# [Acciones requeridas]
1. Según el fragmento, ¿qué hacen los pescadores con sus redes desde las lanchas?
2. Por favor, transcribe el pasaje del fragmento que empieza en "La pirata del" y termina en "tierra era redonda?.".

# [Fragmento proporcionado]
━━━━━━

La pirata del Oriente

Por Eva Bodenstedt

¿Aburrirse?

El color del atardecer se vierte sobre el mar como si se cayera un frasco de tinta anaranjada sobre un lienzo de playa y de espejo en movimiento.

Observo las lanchas de los pescadores navegar como partes del cuadro; son ellos y su embarcación recogiendo sus redes y aventándolas de nuevo exactas, bellas siluetas. Una lancha se enfila hacia el “precipicio” —¿sabes hasta cuando dejaron de creer que detrás del horizonte había uno? ¿Y sabes qué le sucedió a Galileo por atreverse a decir que no, que no había ahí un precipicio sino que la tierra era redonda?.

Mirando todo ello y al mismo tiempo a mi alrededor, me deparen varias reflexiones que hoy comparto con ustedes.

Esta imagen me depara pensar en la diferencia que permea a los humanos: existen aquellos que, de la mano a la naturaleza, no ambicionan, viven tranquilos con sus actividades inmersas en el contexto en donde han nacido. Siento que podrían vivir sin más que lo que hacen, salir a dialogar con el mar para obtener de él con un esfuerzo, su alimento, regresar con éste a su hogar, guardar silencio, escuchar, observar, fluir…

Existen de este otro lado del mar, en la playa y la montaña, aquellos llamados capitalistas que giran en un mundo de consumo y se construyen inmensas mansiones que ocupan o visitan solo de vez en cuando ignorando por completo que están construidas sobre el cadáver del hábitat de un sin fin de insectos que no tienen nombre, de todas las aves que buscan sus antes casas caminando en las calles de asfalto que sepultaron su manglar y corriendo cuando se avecina un coche en medio de esta antesala a la completa oscuridad.

━━━━━━

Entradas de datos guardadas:
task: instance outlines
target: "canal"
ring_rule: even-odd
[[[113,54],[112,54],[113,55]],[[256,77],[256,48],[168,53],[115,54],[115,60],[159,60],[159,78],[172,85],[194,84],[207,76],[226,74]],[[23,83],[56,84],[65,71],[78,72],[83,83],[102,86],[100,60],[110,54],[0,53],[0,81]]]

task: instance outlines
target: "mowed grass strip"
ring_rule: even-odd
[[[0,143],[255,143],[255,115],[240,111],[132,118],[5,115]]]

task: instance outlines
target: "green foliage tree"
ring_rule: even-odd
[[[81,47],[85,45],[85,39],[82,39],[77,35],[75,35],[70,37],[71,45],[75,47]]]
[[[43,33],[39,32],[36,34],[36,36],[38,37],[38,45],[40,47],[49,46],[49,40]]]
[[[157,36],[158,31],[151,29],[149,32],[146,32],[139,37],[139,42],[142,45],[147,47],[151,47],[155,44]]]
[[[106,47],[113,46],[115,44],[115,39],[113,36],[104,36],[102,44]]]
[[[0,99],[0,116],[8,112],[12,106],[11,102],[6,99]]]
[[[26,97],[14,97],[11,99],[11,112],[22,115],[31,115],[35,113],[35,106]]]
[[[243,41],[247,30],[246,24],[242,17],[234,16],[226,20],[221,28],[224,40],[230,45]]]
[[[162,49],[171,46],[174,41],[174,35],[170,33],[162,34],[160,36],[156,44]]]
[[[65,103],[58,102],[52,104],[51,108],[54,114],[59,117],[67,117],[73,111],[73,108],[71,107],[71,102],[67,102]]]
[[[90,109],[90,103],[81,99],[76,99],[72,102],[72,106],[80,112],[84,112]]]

━━━━━━

# [Resultados finales]
1. Las recogen y las avientan de nuevo.

2.
La pirata del Oriente

Por Eva Bodenstedt

¿Aburrirse?

El color del atardecer se vierte sobre el mar como si se cayera un frasco de tinta anaranjada sobre un lienzo de playa y de espejo en movimiento.

Observo las lanchas de los pescadores navegar como partes del cuadro; son ellos y su embarcación recogiendo sus redes y aventándolas de nuevo exactas, bellas siluetas. Una lancha se enfila hacia el “precipicio” —¿sabes hasta cuando dejaron de creer que detrás del horizonte había uno? ¿Y sabes qué le sucedió a Galileo por atreverse a decir que no, que no había ahí un precipicio sino que la tierra era redonda?.